-- BEGIN THE INPUT --
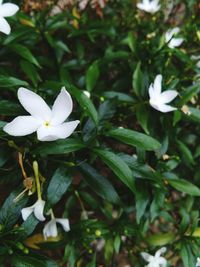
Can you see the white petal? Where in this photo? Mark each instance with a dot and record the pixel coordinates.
(175, 42)
(168, 96)
(7, 10)
(64, 223)
(53, 133)
(157, 84)
(141, 6)
(160, 251)
(62, 107)
(4, 26)
(50, 229)
(26, 212)
(146, 256)
(34, 104)
(22, 126)
(162, 262)
(151, 91)
(166, 108)
(38, 210)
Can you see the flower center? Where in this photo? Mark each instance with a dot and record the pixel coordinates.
(47, 124)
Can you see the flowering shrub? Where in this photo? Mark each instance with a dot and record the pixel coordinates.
(99, 133)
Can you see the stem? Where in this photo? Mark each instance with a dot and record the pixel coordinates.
(21, 165)
(81, 204)
(52, 214)
(36, 172)
(20, 195)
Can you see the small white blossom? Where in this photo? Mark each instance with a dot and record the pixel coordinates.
(156, 260)
(37, 209)
(149, 6)
(172, 41)
(158, 100)
(50, 229)
(198, 262)
(6, 10)
(49, 123)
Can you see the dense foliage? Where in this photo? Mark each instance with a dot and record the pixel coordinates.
(128, 178)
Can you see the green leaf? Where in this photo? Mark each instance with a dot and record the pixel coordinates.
(137, 82)
(92, 263)
(117, 243)
(134, 138)
(118, 166)
(8, 81)
(141, 203)
(58, 185)
(161, 239)
(32, 261)
(59, 147)
(185, 153)
(84, 101)
(187, 255)
(31, 72)
(99, 184)
(25, 53)
(122, 97)
(189, 93)
(92, 76)
(9, 108)
(142, 113)
(184, 186)
(29, 225)
(11, 210)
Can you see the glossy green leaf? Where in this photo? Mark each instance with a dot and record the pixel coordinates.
(58, 185)
(118, 166)
(59, 147)
(134, 138)
(92, 76)
(184, 186)
(100, 184)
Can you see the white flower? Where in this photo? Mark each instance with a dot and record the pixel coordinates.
(49, 123)
(172, 41)
(198, 262)
(50, 229)
(37, 209)
(159, 100)
(149, 6)
(155, 261)
(6, 10)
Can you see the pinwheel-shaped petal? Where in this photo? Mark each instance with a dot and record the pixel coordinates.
(157, 260)
(149, 6)
(198, 262)
(159, 100)
(50, 229)
(49, 123)
(6, 10)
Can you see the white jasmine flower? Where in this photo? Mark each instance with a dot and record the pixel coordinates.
(6, 10)
(49, 123)
(198, 262)
(50, 229)
(150, 6)
(157, 260)
(37, 209)
(87, 93)
(172, 41)
(159, 100)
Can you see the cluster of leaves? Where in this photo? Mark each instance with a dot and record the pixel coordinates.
(128, 179)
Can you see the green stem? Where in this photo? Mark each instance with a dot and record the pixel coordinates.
(52, 214)
(36, 172)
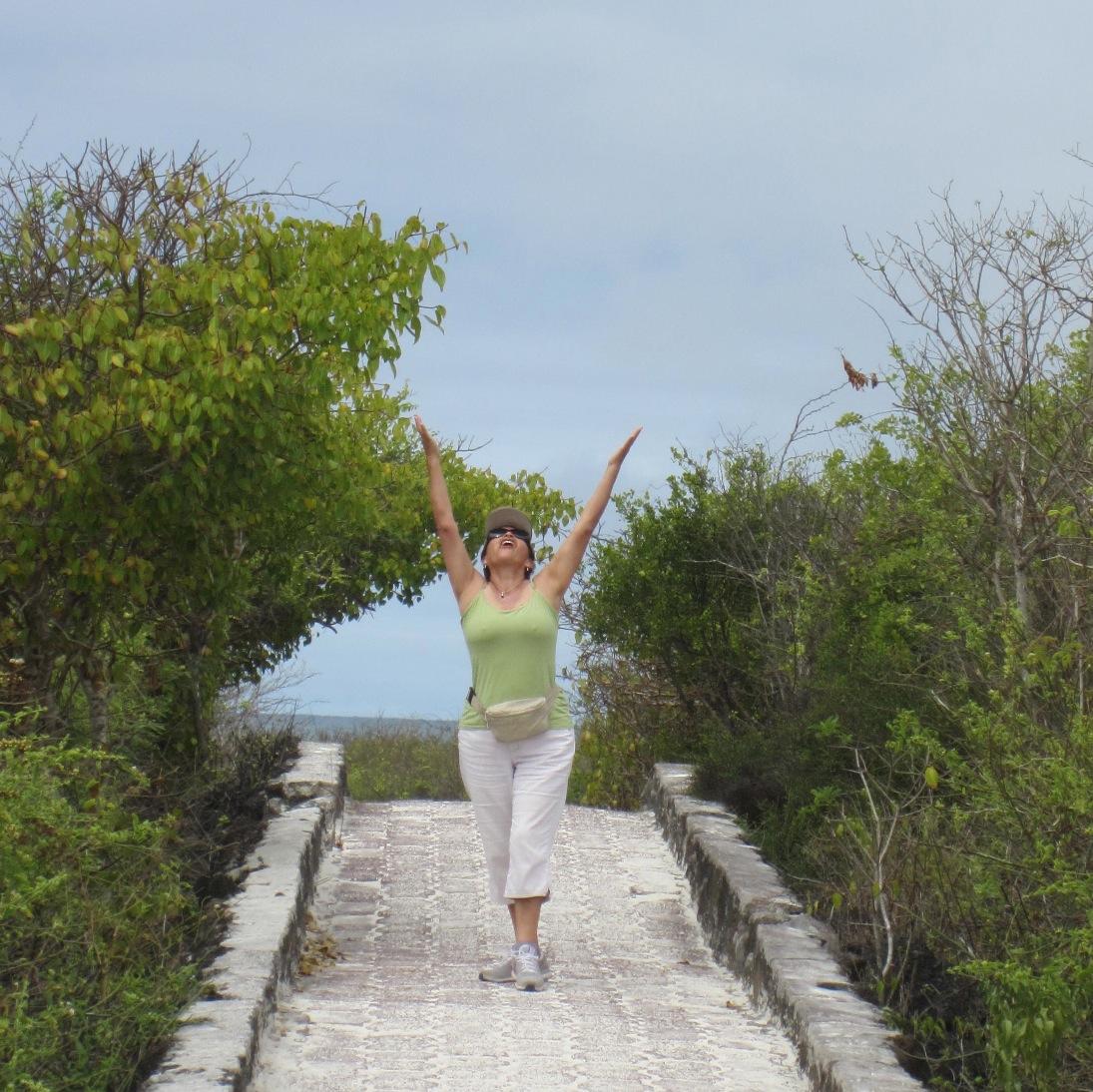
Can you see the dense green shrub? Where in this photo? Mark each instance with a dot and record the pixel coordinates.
(403, 766)
(915, 760)
(94, 920)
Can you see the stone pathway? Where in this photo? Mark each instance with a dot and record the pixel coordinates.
(636, 1000)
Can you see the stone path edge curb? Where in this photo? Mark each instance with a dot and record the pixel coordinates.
(759, 928)
(217, 1044)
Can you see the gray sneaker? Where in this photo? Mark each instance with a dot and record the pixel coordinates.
(504, 969)
(527, 966)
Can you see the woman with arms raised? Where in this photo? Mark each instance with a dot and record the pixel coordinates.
(515, 777)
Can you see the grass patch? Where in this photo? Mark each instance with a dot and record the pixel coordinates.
(107, 876)
(403, 766)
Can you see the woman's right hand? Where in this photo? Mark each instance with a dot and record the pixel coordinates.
(426, 439)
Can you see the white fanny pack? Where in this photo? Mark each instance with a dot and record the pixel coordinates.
(517, 720)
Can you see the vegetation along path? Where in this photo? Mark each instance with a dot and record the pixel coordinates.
(635, 999)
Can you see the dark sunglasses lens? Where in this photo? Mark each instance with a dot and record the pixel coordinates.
(499, 532)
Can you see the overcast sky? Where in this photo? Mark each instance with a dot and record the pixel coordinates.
(654, 198)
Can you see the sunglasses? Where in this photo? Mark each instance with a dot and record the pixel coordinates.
(499, 532)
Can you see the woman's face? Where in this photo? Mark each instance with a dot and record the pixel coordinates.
(506, 542)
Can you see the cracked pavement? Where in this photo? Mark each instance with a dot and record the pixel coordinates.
(635, 998)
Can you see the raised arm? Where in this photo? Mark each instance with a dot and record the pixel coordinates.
(457, 561)
(555, 578)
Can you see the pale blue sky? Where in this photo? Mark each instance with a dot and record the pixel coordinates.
(654, 198)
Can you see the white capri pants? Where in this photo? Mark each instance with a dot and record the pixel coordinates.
(518, 793)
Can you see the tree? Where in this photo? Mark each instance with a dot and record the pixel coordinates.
(198, 457)
(1000, 386)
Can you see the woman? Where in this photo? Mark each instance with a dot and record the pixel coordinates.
(510, 625)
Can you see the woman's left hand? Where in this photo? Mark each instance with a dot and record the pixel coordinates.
(616, 459)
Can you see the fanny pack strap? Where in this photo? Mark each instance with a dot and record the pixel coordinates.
(475, 702)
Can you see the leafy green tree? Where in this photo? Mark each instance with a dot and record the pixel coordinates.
(196, 443)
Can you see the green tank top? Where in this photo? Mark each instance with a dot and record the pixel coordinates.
(513, 655)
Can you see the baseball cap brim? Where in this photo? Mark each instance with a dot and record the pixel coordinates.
(507, 517)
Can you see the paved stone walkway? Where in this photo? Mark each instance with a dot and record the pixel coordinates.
(636, 1000)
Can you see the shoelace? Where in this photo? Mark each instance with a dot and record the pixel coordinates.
(526, 961)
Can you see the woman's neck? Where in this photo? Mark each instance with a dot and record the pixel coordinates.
(507, 582)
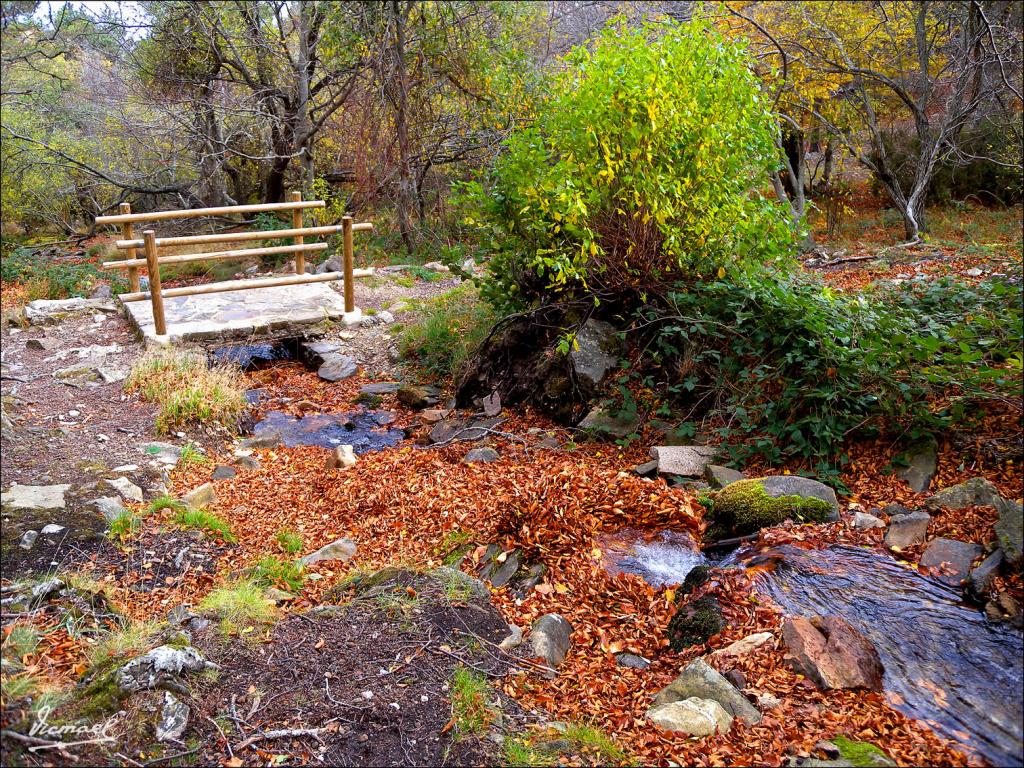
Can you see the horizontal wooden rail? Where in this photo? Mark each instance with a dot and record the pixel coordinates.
(198, 212)
(215, 255)
(239, 285)
(194, 240)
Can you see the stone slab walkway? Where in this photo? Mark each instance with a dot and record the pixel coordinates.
(242, 313)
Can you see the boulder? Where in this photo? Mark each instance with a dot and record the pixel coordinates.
(747, 506)
(161, 668)
(906, 530)
(173, 719)
(719, 476)
(1009, 531)
(549, 637)
(34, 498)
(950, 558)
(700, 680)
(744, 646)
(201, 497)
(337, 367)
(484, 455)
(593, 353)
(923, 464)
(602, 421)
(834, 654)
(696, 717)
(982, 573)
(687, 461)
(977, 491)
(866, 521)
(342, 549)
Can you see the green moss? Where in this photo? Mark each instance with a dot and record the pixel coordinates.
(744, 507)
(861, 754)
(695, 623)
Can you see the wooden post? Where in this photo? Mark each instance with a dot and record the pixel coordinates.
(153, 264)
(300, 258)
(346, 228)
(126, 233)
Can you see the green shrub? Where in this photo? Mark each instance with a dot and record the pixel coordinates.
(450, 328)
(647, 161)
(188, 391)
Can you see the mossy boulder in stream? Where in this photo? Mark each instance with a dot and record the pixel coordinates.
(694, 623)
(747, 506)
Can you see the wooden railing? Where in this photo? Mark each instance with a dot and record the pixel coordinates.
(151, 246)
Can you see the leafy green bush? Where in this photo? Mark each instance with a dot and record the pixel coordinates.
(793, 368)
(646, 163)
(450, 328)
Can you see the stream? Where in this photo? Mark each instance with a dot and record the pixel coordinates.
(944, 664)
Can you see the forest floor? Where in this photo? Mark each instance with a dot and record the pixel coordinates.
(358, 666)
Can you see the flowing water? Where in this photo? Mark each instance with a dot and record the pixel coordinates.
(944, 664)
(364, 430)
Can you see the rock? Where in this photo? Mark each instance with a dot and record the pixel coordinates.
(163, 453)
(342, 457)
(592, 354)
(719, 476)
(977, 491)
(699, 680)
(1009, 531)
(632, 660)
(34, 498)
(829, 651)
(483, 455)
(602, 421)
(492, 403)
(924, 462)
(418, 397)
(950, 558)
(744, 646)
(645, 469)
(696, 717)
(688, 461)
(1004, 608)
(337, 367)
(110, 507)
(161, 668)
(223, 472)
(550, 637)
(906, 530)
(201, 497)
(747, 506)
(381, 387)
(982, 573)
(46, 343)
(342, 550)
(513, 640)
(173, 719)
(866, 521)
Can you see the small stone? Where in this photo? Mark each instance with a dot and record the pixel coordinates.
(632, 660)
(865, 521)
(341, 549)
(906, 530)
(484, 455)
(223, 472)
(342, 457)
(201, 497)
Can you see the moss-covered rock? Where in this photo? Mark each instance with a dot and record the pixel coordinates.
(694, 623)
(747, 506)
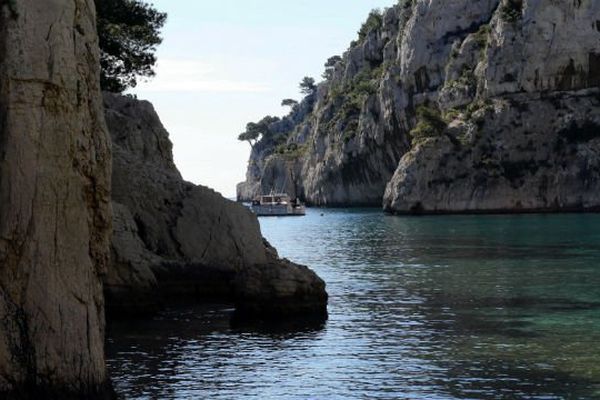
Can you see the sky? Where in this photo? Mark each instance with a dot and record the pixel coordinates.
(224, 63)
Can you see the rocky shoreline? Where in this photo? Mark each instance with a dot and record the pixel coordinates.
(175, 240)
(449, 107)
(86, 226)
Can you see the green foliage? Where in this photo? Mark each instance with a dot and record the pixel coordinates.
(511, 10)
(429, 123)
(291, 150)
(129, 33)
(254, 130)
(308, 86)
(374, 21)
(330, 66)
(289, 103)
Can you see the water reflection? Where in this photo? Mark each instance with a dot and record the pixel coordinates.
(429, 308)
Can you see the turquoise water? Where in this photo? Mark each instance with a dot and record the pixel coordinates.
(458, 307)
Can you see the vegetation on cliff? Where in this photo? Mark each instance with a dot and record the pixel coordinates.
(129, 33)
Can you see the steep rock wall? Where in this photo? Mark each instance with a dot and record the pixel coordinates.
(173, 238)
(437, 109)
(54, 202)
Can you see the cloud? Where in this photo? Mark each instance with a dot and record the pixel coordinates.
(195, 76)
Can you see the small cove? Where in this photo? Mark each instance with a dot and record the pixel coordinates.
(444, 307)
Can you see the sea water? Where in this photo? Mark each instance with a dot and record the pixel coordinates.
(444, 307)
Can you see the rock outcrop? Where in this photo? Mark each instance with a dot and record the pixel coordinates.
(54, 202)
(451, 106)
(176, 239)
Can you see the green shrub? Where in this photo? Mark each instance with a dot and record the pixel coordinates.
(511, 10)
(429, 123)
(374, 21)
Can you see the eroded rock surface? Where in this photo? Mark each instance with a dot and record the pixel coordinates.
(176, 239)
(54, 202)
(449, 106)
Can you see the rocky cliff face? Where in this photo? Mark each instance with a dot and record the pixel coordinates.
(454, 106)
(54, 202)
(175, 238)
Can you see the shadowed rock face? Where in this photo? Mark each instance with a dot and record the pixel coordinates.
(514, 81)
(54, 202)
(173, 239)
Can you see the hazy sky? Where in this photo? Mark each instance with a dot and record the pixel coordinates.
(224, 63)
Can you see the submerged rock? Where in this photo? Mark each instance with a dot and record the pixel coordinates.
(54, 202)
(174, 239)
(450, 106)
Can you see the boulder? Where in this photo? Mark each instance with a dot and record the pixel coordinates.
(176, 240)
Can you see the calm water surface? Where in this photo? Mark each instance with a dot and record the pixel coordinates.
(462, 307)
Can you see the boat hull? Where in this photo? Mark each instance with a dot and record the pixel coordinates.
(278, 211)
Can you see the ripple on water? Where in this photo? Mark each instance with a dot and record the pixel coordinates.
(421, 308)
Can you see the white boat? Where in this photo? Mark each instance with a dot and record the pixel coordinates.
(277, 205)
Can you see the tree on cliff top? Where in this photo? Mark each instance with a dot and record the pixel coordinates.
(308, 86)
(129, 32)
(254, 130)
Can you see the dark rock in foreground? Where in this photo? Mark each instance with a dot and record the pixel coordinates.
(174, 240)
(54, 203)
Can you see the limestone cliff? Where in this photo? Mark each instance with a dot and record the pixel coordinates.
(54, 202)
(451, 106)
(175, 238)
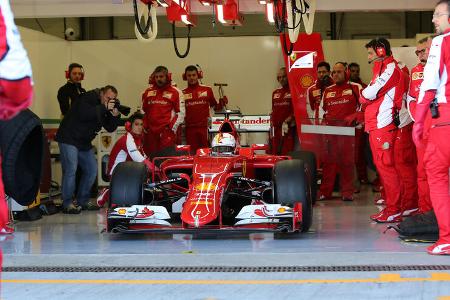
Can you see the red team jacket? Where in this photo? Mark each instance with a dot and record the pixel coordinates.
(163, 108)
(339, 102)
(281, 106)
(198, 100)
(382, 94)
(15, 69)
(314, 98)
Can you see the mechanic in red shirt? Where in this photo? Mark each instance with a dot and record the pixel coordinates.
(382, 97)
(16, 86)
(163, 105)
(340, 103)
(361, 138)
(435, 90)
(405, 153)
(422, 51)
(128, 147)
(282, 117)
(314, 92)
(199, 99)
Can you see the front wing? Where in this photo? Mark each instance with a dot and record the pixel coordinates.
(251, 218)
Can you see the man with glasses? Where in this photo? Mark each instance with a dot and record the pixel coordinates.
(434, 96)
(92, 111)
(416, 80)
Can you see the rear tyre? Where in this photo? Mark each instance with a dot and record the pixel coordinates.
(127, 184)
(310, 162)
(22, 148)
(291, 185)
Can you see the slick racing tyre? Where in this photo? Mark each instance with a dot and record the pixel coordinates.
(309, 160)
(127, 184)
(291, 185)
(22, 146)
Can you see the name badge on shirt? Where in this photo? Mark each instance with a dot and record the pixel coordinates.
(417, 76)
(347, 92)
(330, 95)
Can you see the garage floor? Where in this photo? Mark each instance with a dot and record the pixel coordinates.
(344, 256)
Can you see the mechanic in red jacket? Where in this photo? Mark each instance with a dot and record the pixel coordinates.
(16, 86)
(361, 138)
(199, 99)
(282, 117)
(340, 102)
(435, 90)
(314, 92)
(163, 105)
(382, 97)
(405, 153)
(128, 147)
(422, 51)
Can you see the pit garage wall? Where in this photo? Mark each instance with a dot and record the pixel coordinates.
(247, 64)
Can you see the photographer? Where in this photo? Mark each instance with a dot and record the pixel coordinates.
(93, 110)
(69, 93)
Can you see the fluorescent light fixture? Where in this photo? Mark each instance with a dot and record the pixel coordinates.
(220, 14)
(269, 13)
(185, 20)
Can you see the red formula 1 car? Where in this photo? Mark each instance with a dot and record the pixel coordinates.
(212, 191)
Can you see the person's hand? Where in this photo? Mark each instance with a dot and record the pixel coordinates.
(115, 112)
(110, 104)
(417, 134)
(284, 128)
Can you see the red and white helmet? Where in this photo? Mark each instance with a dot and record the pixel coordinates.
(223, 143)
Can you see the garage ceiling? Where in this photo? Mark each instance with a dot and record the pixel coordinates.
(103, 8)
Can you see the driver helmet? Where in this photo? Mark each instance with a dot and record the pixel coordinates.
(223, 143)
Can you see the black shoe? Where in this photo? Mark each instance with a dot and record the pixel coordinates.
(72, 210)
(90, 206)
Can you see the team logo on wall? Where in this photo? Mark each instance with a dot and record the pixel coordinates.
(306, 81)
(301, 60)
(106, 141)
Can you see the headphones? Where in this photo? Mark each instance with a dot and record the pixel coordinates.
(73, 66)
(197, 68)
(380, 49)
(151, 78)
(128, 126)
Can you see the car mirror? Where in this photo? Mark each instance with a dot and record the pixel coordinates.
(260, 147)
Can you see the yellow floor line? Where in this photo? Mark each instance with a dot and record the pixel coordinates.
(383, 278)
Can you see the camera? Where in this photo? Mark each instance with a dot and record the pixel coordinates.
(70, 34)
(124, 110)
(434, 108)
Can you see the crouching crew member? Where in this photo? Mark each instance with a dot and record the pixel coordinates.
(129, 147)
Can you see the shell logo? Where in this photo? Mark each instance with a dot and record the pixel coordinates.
(306, 81)
(293, 56)
(205, 186)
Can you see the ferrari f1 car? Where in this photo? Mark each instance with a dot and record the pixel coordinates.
(222, 188)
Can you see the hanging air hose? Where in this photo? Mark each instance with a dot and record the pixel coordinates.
(149, 20)
(291, 10)
(174, 38)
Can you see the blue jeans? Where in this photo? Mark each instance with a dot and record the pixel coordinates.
(71, 157)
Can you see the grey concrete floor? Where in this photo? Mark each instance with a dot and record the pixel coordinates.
(342, 235)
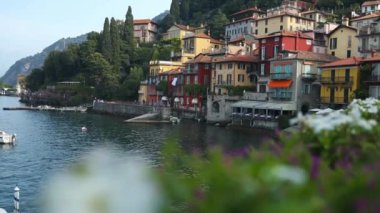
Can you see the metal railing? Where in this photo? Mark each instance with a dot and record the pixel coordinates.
(281, 95)
(281, 75)
(337, 80)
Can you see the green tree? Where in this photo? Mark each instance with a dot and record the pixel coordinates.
(174, 10)
(115, 43)
(35, 80)
(217, 23)
(184, 9)
(129, 88)
(106, 41)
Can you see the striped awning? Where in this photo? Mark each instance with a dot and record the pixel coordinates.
(280, 84)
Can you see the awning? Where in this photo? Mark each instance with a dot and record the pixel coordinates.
(290, 106)
(280, 84)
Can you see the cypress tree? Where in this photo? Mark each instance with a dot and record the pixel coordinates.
(115, 44)
(184, 12)
(106, 41)
(174, 10)
(128, 28)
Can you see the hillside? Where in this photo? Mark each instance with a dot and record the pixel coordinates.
(27, 64)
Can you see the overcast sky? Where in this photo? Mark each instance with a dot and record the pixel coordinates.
(28, 26)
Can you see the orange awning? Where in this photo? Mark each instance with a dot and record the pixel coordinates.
(280, 84)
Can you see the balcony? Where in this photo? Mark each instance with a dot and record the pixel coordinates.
(279, 76)
(336, 100)
(321, 43)
(337, 80)
(308, 75)
(373, 79)
(281, 95)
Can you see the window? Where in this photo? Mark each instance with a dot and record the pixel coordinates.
(262, 69)
(349, 42)
(275, 50)
(306, 88)
(220, 79)
(333, 43)
(229, 79)
(262, 53)
(262, 88)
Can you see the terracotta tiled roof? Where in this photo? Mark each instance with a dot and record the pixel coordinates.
(183, 27)
(253, 9)
(285, 33)
(316, 56)
(201, 58)
(143, 21)
(237, 58)
(353, 61)
(340, 27)
(372, 15)
(370, 3)
(199, 35)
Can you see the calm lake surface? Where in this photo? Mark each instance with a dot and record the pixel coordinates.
(49, 142)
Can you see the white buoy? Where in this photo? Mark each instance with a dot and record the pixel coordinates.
(16, 199)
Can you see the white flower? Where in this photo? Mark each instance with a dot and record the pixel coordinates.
(103, 183)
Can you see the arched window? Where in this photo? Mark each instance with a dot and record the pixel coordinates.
(215, 107)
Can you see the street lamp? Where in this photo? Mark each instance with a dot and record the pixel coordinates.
(195, 102)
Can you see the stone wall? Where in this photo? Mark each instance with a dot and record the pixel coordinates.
(129, 109)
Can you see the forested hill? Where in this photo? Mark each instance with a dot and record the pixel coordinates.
(27, 64)
(195, 12)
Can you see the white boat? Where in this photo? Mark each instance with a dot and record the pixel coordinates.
(6, 138)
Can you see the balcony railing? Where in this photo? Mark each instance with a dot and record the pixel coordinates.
(309, 75)
(281, 95)
(278, 76)
(337, 80)
(373, 79)
(335, 100)
(321, 43)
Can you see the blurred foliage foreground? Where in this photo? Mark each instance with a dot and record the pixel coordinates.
(331, 165)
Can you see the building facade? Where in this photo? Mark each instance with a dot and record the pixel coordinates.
(339, 80)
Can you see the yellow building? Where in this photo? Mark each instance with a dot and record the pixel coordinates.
(282, 21)
(342, 42)
(339, 80)
(233, 71)
(143, 92)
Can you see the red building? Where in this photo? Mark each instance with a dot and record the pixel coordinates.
(271, 45)
(196, 81)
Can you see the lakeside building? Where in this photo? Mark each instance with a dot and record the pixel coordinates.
(271, 45)
(343, 42)
(145, 30)
(370, 6)
(242, 23)
(294, 82)
(373, 79)
(339, 80)
(197, 80)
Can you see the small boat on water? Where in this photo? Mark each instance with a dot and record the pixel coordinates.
(6, 138)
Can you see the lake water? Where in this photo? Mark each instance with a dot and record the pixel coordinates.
(49, 142)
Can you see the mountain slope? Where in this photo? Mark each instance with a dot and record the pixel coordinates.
(26, 65)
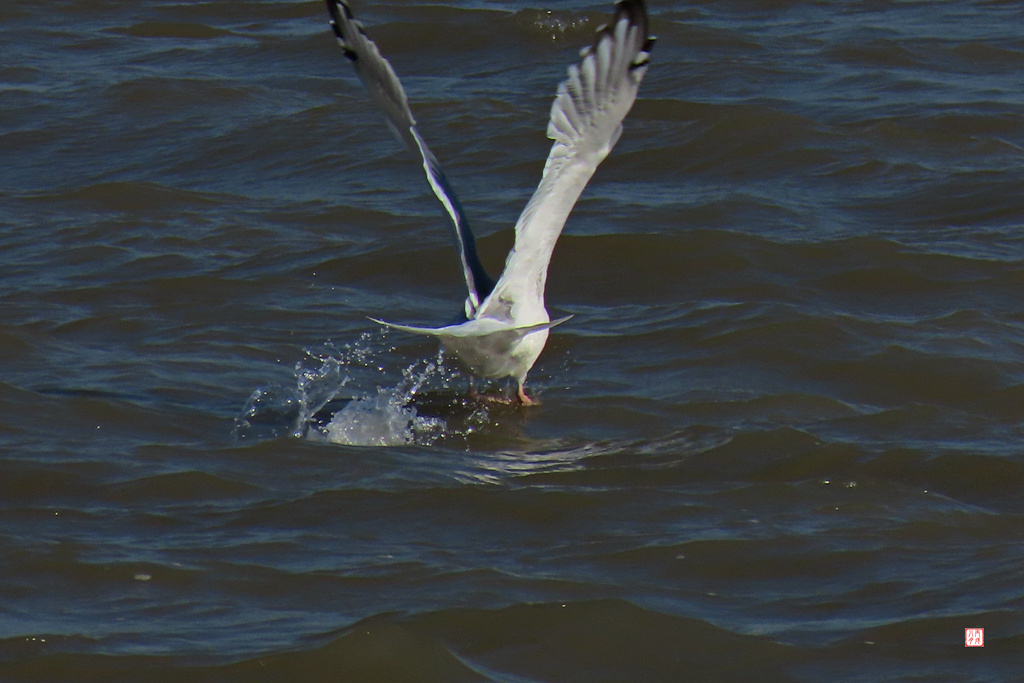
-- END THE INPUT --
▸ PROBLEM REQUIREMENTS: Locate each line in the listing above that contains the string "walkway", and copy those lines. Case counts when matching.

▸ RESULT OF THIS EXERCISE:
Can you see the paved stone walkway? Where in this photo? Mark each instance with a dot and record the pixel coordinates.
Can you see the stone slab walkway? Where in this photo? Mark each instance with a dot and record the pixel coordinates.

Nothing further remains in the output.